Can Childhood Cancer Treatments Impact Psychosexual Development Milestones?
Scientists measure the overall satisfaction of sexual and romantic relationships in adult survivors of childhood cancer.
It is well known that chemotherapy—–the ultimate double-edged sword––wreaks havoc on the bodies of patients with cancer. In children, treatments can have detrimental effects on brain development and can cause long-lasting neurocognitive impairments that may impact sexual and romantic interactions in adulthood.
In an analysis published in Cancer, investigators sought to analyze the effects of cancer treatments on romantic and sexual relationships in adult survivors of childhood cancer.
“Psychosexual development entails reaching certain milestones, such as sexual debut, entering committed relationships, or having children,” said investigator Vicky Lehmann, PhD. “It is a normative part of becoming an adolescent or young adult, but only comparing such milestones without taking satisfaction into account falls short. These issues are understudies among survivors of childhood cancer.”
The investigators asked 144 young adult survivors of childhood cancer, as well as 144 matched controls, to complete questionnaires regarding psychosexual development, sexual satisfaction, and satisfaction with current relationship status.
Additionally, the investigators used information obtained from medical charts to rate the neurotoxicity of the received treatments.
Besides having fewer lifetime sex partners, the results of the analysis showed that cancer survivors did not differ from the controls.
However, subgroups of survivors—–those with brain tumors who received high-dose neurotoxic treatments––had the lowest reported rates of achieving psychosexual development milestones.
The investigators noted that although survivors who received high-dose neurotoxic treatments were less likely to meet certain milestones of psychosexual development, it did not necessarily indicate that they were less satisfied than others.
“This highlights the subjective nature of psychosexual issues, and the importance of addressing any concerns in survivorship care,” Dr Lehmann said.
The authors suggest the use of a comprehensive and novel rating system for the neurotoxicity of childhood cancer treatments to detect patients who are at a higher risk for impaired sexual outcomes.
“This rating might be used as a checklist in clinical practice,” Dr Lehmann concluded.

* [Information provided]:
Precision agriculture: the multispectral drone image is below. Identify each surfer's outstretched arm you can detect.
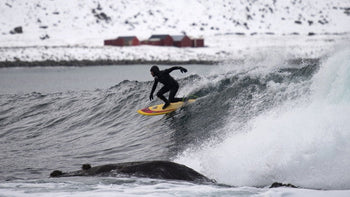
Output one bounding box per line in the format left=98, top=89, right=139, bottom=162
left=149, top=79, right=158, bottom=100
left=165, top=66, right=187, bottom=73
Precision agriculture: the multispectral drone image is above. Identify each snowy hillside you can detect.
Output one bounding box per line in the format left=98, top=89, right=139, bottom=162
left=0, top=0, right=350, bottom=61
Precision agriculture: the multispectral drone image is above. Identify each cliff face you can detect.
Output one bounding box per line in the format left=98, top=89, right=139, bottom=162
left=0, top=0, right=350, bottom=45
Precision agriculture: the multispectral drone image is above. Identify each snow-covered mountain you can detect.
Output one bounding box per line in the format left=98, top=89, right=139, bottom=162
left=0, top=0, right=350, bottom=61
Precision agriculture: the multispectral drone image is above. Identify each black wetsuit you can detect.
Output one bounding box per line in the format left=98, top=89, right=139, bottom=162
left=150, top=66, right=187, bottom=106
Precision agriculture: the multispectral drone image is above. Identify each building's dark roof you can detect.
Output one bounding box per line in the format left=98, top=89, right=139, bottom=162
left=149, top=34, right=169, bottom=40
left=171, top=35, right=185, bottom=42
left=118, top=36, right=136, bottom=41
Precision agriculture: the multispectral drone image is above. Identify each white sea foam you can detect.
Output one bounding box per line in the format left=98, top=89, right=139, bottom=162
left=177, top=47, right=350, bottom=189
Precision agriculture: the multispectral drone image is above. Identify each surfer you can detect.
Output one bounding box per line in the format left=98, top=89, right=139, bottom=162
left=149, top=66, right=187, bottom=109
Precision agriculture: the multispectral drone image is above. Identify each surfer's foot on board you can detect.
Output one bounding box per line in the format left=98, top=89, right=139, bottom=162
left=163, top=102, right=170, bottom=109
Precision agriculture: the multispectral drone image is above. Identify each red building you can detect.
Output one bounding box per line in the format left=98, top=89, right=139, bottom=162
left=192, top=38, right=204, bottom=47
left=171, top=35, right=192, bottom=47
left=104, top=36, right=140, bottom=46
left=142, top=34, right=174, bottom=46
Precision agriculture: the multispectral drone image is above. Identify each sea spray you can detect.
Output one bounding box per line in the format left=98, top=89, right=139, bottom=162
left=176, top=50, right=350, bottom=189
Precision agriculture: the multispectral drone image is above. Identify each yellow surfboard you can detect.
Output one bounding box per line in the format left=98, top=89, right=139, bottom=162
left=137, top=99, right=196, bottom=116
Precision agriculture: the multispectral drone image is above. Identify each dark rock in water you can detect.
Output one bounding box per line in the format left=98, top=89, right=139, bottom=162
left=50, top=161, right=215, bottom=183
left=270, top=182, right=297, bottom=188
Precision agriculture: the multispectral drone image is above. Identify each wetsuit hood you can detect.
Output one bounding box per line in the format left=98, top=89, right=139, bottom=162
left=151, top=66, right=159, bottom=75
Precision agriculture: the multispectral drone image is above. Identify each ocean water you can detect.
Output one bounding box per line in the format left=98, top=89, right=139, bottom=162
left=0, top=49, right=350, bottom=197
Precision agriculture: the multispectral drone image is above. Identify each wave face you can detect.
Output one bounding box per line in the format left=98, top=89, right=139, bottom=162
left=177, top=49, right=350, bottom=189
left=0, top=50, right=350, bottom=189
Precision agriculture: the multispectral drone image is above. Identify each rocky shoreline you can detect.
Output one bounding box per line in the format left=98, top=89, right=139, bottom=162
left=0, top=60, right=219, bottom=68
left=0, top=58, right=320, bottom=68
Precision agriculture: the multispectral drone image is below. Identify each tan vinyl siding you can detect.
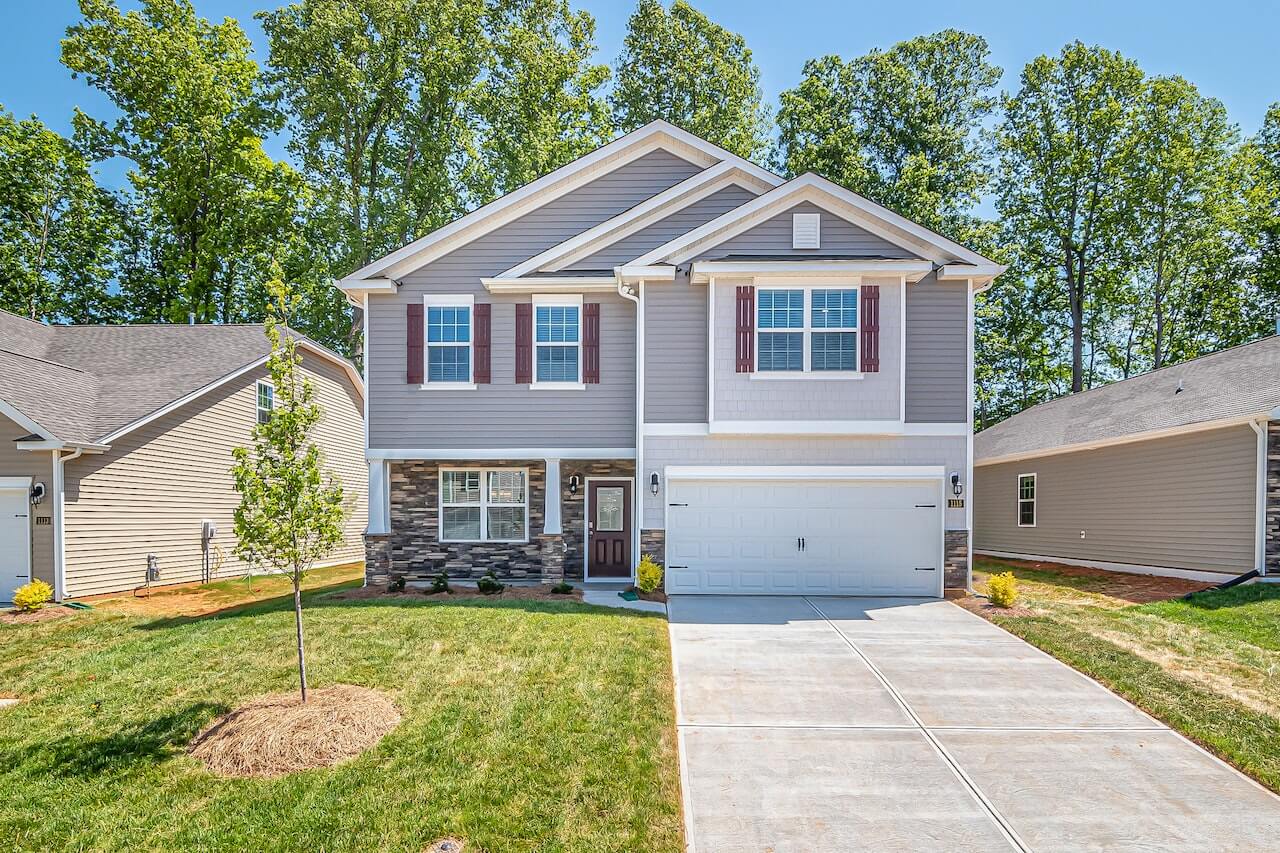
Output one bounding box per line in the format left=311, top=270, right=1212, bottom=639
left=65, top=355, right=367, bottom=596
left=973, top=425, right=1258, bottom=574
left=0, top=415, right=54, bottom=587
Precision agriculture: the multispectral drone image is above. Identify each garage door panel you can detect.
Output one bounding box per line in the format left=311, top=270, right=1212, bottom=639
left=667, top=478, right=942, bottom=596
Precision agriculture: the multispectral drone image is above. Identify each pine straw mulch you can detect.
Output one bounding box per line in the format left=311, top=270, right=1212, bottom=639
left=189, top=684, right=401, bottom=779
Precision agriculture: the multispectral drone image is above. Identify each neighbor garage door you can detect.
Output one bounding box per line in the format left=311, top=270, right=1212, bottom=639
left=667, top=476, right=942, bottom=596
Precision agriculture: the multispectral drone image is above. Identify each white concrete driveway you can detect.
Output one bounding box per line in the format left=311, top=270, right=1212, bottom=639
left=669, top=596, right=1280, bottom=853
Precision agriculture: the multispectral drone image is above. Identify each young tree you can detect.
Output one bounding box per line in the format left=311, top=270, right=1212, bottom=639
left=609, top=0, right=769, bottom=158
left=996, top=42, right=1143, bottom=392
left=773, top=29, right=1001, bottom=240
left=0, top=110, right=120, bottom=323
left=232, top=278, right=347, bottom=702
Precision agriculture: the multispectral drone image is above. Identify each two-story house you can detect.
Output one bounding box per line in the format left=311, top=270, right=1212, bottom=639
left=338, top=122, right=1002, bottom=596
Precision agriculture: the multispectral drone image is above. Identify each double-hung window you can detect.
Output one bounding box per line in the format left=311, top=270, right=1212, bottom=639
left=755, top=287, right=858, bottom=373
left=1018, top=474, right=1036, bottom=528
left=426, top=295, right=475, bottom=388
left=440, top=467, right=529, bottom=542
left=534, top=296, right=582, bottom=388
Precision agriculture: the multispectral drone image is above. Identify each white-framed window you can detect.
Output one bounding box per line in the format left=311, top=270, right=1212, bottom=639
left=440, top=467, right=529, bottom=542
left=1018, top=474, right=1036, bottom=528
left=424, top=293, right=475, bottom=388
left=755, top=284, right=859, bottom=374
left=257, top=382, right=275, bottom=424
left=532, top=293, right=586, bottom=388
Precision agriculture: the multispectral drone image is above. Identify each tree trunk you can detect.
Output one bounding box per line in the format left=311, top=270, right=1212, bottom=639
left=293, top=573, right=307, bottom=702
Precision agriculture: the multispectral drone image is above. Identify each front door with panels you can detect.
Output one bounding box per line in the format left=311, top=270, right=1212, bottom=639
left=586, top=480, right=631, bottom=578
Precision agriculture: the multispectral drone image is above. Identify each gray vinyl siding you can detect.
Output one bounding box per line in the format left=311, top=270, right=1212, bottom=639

* [Using the information]:
[A] In the article on childhood cancer survivors, translate this sentence into Spanish: "Additionally, the investigators used information obtained from medical charts to rate the neurotoxicity of the received treatments."
[B] Pull out the portion of the article on childhood cancer survivors that begins with the words containing "The investigators noted" and ends with "Dr Lehmann concluded.".

* [Your responses]:
[A] Además, los investigadores utilizaron información obtenida de los historiales médicos para calificar la neurotoxicidad de los tratamientos recibidos.

[B]
The investigators noted that although survivors who received high-dose neurotoxic treatments were less likely to meet certain milestones of psychosexual development, it did not necessarily indicate that they were less satisfied than others.
“This highlights the subjective nature of psychosexual issues, and the importance of addressing any concerns in survivorship care,” Dr Lehmann said.
The authors suggest the use of a comprehensive and novel rating system for the neurotoxicity of childhood cancer treatments to detect patients who are at a higher risk for impaired sexual outcomes.
“This rating might be used as a checklist in clinical practice,” Dr Lehmann concluded.